= SUPPLIED MATERIAL =
= Beginning of Section =

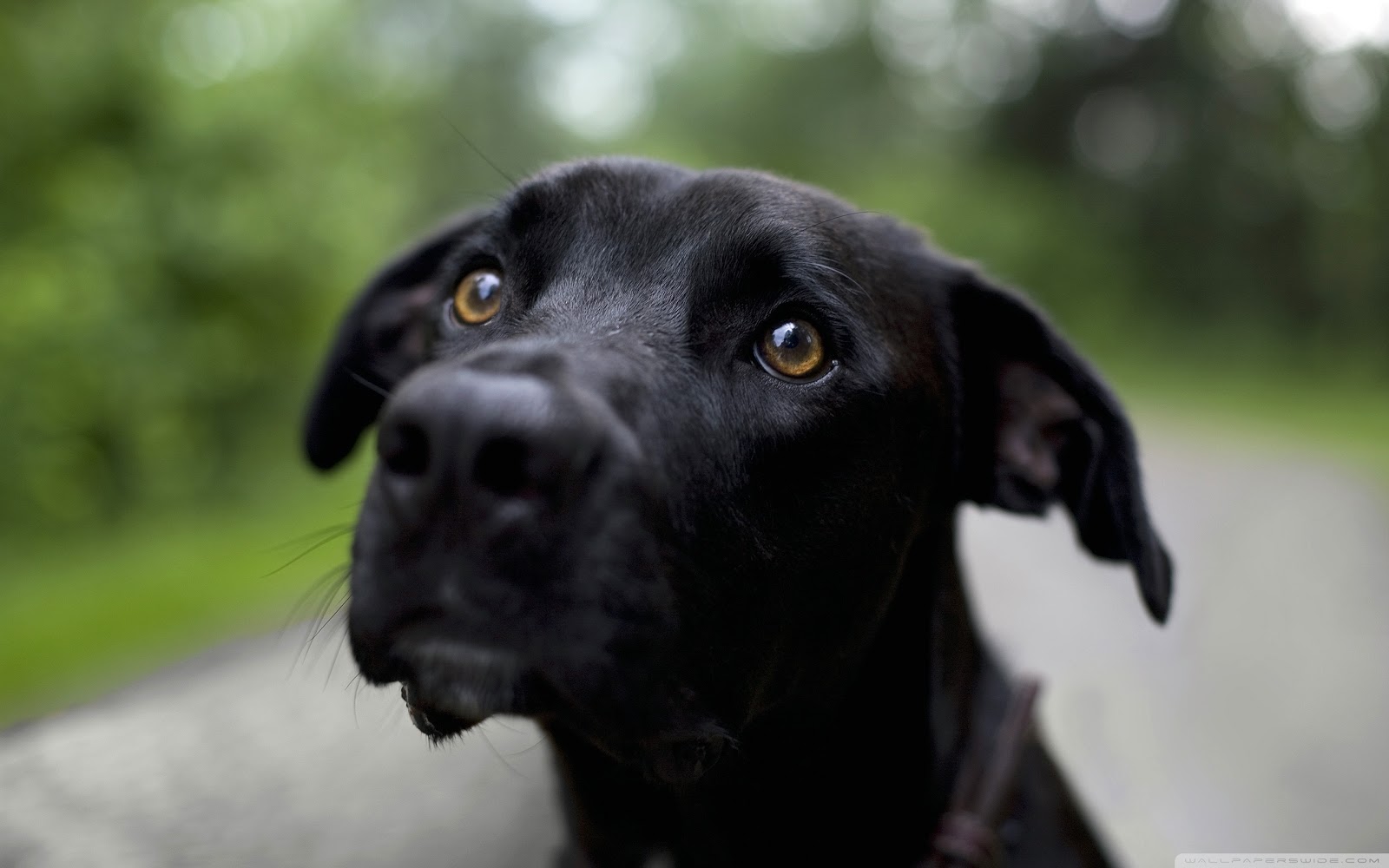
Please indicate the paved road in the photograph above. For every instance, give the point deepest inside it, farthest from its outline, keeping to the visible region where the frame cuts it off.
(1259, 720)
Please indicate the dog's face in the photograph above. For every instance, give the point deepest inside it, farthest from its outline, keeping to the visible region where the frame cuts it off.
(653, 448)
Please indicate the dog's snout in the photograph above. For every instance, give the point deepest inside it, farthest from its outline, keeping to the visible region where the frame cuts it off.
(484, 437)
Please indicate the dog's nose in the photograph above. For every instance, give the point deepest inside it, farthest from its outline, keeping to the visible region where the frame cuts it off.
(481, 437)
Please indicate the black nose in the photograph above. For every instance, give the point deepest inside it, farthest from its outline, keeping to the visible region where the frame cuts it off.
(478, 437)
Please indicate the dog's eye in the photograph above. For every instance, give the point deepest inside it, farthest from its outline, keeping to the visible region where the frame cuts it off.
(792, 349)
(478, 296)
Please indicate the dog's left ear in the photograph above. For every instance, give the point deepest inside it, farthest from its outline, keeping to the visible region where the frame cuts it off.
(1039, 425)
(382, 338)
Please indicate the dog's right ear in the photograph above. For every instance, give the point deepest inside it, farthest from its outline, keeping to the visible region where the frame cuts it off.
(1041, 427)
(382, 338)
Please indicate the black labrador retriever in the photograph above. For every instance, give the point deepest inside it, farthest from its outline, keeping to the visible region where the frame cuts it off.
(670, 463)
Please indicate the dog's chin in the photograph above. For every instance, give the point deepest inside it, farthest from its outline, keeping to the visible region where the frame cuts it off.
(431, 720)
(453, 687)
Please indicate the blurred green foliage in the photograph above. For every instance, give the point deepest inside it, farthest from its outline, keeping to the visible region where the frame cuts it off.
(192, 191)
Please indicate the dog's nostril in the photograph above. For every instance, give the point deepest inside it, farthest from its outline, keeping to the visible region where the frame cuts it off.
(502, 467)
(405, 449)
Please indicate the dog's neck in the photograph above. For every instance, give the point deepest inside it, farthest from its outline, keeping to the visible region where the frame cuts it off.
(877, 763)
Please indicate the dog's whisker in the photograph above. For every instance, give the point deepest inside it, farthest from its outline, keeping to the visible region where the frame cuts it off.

= End of Section =
= Beginning of Section =

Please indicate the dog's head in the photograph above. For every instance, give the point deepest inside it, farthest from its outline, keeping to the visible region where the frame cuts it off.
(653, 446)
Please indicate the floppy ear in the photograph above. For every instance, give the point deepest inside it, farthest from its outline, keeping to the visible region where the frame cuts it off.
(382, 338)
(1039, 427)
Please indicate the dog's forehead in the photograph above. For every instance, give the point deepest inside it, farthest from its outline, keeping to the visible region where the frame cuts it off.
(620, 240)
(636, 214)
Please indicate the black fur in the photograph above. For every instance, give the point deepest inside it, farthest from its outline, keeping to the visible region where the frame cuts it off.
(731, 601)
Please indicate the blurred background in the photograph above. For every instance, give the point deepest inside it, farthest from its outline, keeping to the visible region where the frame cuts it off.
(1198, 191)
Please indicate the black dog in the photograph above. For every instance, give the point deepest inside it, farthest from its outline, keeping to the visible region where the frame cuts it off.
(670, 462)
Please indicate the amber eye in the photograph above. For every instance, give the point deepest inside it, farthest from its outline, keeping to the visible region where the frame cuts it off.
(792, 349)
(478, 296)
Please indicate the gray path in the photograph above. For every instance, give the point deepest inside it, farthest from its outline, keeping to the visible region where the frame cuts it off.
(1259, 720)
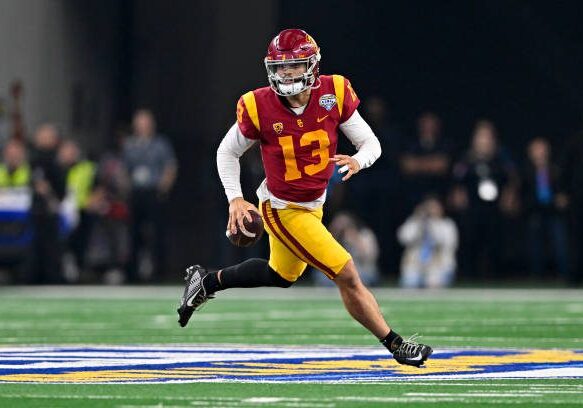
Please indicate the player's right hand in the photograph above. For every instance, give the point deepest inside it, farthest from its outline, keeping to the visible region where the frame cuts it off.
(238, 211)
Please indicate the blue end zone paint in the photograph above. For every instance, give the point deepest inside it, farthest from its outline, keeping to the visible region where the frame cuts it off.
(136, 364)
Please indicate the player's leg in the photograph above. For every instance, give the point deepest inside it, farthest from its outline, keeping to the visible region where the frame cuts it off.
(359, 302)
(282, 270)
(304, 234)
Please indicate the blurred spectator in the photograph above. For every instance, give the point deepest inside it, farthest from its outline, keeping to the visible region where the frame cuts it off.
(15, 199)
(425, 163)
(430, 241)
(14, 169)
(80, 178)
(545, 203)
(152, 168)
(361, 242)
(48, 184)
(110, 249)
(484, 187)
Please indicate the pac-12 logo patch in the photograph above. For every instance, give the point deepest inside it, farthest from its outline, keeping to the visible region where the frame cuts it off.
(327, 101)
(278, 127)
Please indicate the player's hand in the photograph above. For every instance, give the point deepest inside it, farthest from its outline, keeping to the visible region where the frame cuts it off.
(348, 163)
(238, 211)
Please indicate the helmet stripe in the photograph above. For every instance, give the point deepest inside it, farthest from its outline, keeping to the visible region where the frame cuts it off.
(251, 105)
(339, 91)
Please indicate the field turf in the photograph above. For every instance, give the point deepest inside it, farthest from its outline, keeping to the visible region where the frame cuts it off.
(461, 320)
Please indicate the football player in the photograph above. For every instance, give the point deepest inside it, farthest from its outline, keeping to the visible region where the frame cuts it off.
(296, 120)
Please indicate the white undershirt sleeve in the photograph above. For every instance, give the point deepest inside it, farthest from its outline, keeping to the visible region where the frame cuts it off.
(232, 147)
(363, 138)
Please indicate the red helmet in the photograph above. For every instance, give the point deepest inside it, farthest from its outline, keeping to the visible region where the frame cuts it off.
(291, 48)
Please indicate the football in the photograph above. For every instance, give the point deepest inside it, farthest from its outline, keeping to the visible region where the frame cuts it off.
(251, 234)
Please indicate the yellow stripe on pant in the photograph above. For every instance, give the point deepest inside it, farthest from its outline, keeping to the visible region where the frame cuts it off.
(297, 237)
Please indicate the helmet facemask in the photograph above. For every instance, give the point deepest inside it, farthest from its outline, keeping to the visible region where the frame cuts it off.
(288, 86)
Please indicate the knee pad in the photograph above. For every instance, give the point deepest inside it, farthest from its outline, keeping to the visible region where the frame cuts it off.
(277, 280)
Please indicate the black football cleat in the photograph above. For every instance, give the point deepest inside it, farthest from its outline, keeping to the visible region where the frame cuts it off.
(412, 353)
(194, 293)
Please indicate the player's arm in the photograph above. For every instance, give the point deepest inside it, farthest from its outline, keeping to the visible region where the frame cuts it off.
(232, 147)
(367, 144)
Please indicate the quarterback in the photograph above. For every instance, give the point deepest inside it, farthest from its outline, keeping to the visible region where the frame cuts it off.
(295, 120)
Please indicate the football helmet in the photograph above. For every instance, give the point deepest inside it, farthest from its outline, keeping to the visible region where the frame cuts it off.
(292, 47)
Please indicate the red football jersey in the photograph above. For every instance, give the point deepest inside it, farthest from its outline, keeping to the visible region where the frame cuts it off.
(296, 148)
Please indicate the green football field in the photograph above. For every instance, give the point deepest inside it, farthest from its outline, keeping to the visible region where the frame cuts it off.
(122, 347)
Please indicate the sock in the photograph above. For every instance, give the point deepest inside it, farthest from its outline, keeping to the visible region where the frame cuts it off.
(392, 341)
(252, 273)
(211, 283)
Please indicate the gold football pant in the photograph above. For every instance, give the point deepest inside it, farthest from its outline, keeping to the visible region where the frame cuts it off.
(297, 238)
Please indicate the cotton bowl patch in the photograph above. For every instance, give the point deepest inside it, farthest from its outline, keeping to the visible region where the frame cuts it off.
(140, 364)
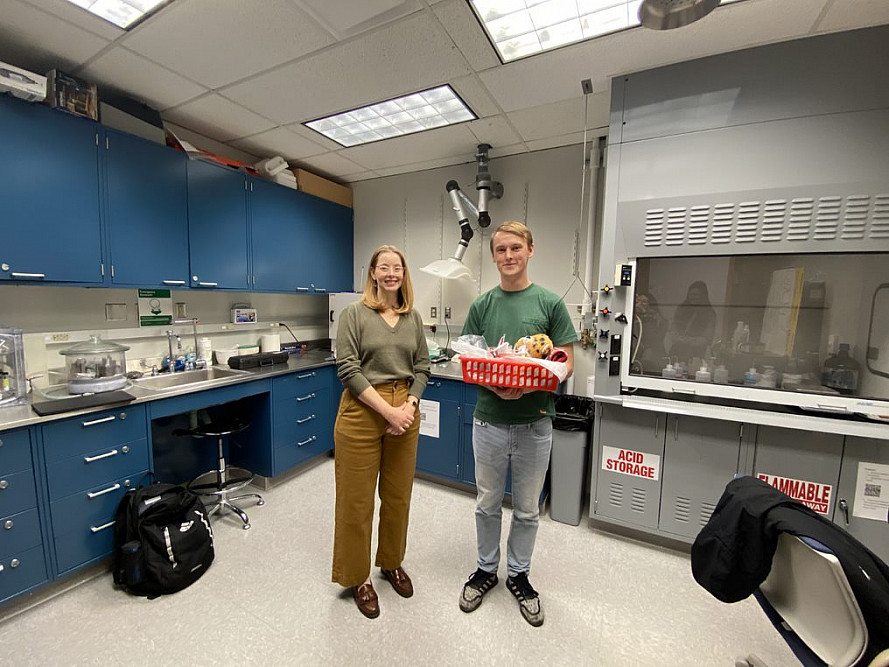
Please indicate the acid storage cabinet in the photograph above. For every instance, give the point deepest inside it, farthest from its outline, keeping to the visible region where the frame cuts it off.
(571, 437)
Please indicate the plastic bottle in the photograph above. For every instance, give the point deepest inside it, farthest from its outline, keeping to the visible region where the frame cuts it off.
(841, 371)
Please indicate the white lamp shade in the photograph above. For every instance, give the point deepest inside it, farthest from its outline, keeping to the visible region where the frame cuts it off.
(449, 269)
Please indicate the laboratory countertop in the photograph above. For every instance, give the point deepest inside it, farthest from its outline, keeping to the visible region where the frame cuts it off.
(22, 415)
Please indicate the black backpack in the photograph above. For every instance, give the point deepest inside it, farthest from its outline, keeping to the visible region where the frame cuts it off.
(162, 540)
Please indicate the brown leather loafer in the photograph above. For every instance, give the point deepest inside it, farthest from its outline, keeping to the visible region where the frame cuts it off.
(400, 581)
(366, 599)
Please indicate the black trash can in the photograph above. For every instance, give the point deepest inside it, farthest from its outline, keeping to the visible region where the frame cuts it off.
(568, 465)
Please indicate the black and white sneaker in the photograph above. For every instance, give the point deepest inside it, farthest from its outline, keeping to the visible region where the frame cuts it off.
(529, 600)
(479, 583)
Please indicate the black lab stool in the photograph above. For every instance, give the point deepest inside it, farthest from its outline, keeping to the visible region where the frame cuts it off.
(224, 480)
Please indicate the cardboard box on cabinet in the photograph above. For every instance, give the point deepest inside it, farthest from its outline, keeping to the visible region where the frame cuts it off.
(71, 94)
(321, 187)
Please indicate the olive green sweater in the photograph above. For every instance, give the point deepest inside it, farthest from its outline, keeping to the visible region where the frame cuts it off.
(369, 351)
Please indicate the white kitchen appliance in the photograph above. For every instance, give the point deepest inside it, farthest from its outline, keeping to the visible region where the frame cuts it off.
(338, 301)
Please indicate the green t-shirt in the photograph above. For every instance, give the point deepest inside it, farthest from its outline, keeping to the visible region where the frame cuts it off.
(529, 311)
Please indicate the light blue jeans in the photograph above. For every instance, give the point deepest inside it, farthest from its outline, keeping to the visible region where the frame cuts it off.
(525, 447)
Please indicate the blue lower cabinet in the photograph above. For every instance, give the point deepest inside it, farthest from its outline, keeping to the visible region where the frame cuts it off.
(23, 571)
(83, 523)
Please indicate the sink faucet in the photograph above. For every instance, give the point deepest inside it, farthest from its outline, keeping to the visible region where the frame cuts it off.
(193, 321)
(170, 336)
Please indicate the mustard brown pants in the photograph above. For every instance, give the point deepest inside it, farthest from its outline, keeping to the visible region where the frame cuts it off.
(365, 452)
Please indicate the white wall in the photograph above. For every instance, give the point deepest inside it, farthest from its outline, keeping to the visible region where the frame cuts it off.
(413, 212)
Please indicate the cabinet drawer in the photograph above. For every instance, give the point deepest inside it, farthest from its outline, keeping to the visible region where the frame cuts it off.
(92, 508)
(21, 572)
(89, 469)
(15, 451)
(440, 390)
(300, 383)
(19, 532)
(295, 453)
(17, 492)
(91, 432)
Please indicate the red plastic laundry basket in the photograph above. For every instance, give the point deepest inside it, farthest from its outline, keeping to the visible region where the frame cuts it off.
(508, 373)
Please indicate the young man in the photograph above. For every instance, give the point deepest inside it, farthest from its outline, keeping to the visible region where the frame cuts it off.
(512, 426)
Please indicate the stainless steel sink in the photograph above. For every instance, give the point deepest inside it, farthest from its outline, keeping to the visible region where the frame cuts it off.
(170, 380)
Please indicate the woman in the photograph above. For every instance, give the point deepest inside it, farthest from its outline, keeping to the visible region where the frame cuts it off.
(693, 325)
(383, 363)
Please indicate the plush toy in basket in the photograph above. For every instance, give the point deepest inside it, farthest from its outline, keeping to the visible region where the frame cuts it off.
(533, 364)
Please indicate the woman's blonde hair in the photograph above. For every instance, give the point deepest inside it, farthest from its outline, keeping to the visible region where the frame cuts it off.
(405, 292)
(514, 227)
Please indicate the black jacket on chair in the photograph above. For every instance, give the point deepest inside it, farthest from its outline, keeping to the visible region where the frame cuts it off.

= End of Section =

= EXERCISE BRIEF =
From the records above, print only the lines between the one holding "Please indicate the dog's chin" and the one holding "Please indicate the dog's whisker", inclusive, exactly as they stand.

= TASK ANSWER =
Please indicate the dog's chin in the photograph above. For every instance, give the point deepest inside it, farthest from its outline, keeping to the visible region where the frame cuts it off.
(431, 720)
(453, 687)
Please indicate the blurred green foliage in the photograph above. For every instance, give the point deepest inside it, farthest from its outline, keeping to the visible region where the frame cuts it off.
(192, 191)
Please indicate the dog's nostril in the photograph above. For every instance, give the point deepest inside it, farthest from its outline, keeping to the visible region where the frame cuts it off.
(502, 467)
(405, 449)
Please indicate the dog's neck in the photograph above. For every instance, give the point deepest inside it, farthest from its outline, keeping to the visible region where the frame cuts it off.
(877, 763)
Please indicate the dog's whisker in the photograph above. For every instance, give the point deepest inside it, farthest from its outline, keeping to the visible region where the frame cuts it off.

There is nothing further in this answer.